DO THIS: Quote each of the items below word for word, leaving out the pictures.

(Image location labeling items)
• • • • •

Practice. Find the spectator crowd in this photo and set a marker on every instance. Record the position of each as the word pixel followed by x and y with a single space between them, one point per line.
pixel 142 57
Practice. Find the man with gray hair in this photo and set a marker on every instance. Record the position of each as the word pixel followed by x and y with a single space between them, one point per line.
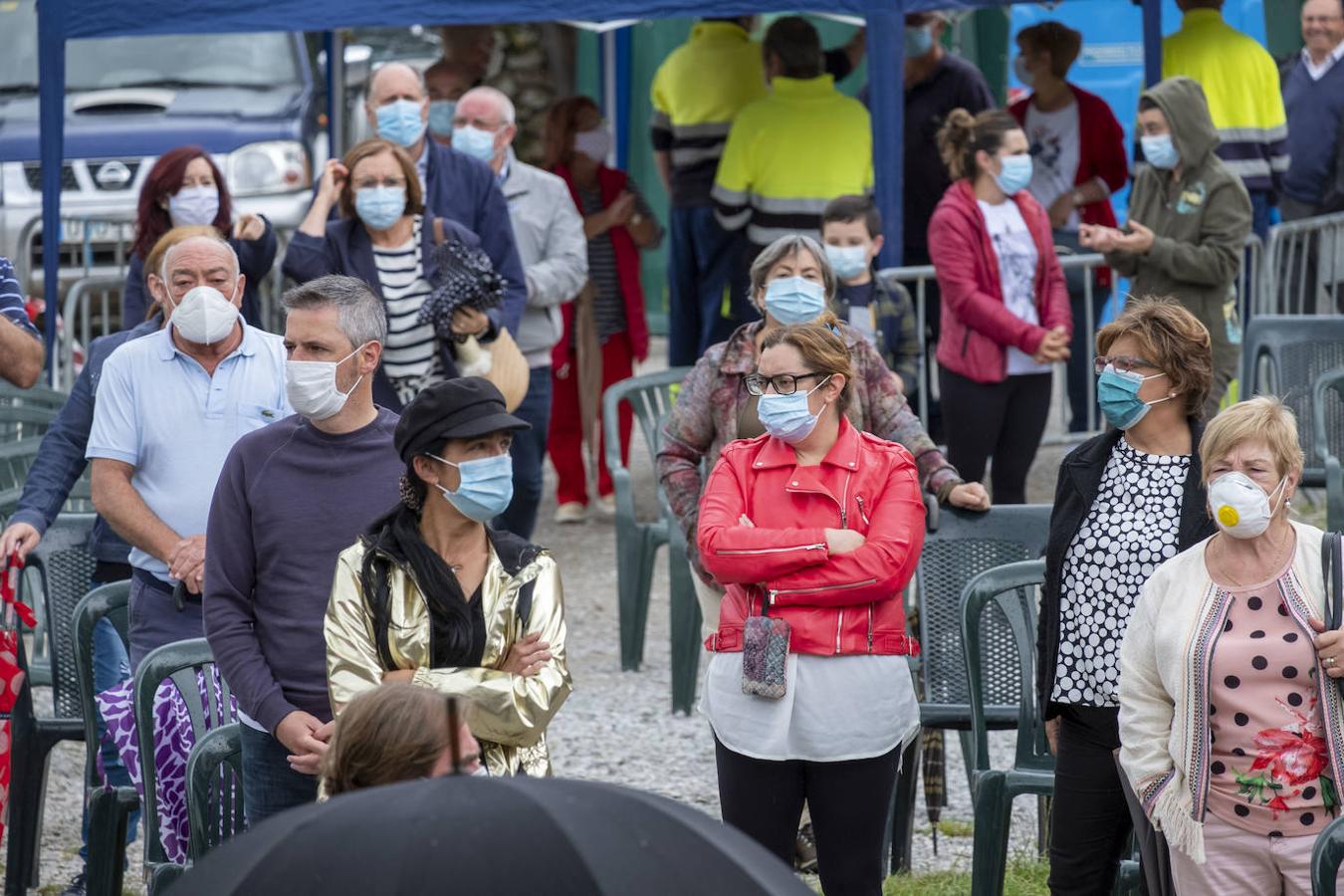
pixel 169 407
pixel 550 239
pixel 291 497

• • • • •

SOLUTION TO THIS PROBLEM:
Practice. Find the spectator crowd in this photo and set a marker on every instance. Record the position of each as the word pixel followed by x and y with a single space between them, one point per line.
pixel 142 57
Practice. Find the man with gray hair in this photo and set a marker on every instance. Record the position of each as the word pixel followed by x and y with a single space between them, one point per line.
pixel 169 407
pixel 550 239
pixel 291 497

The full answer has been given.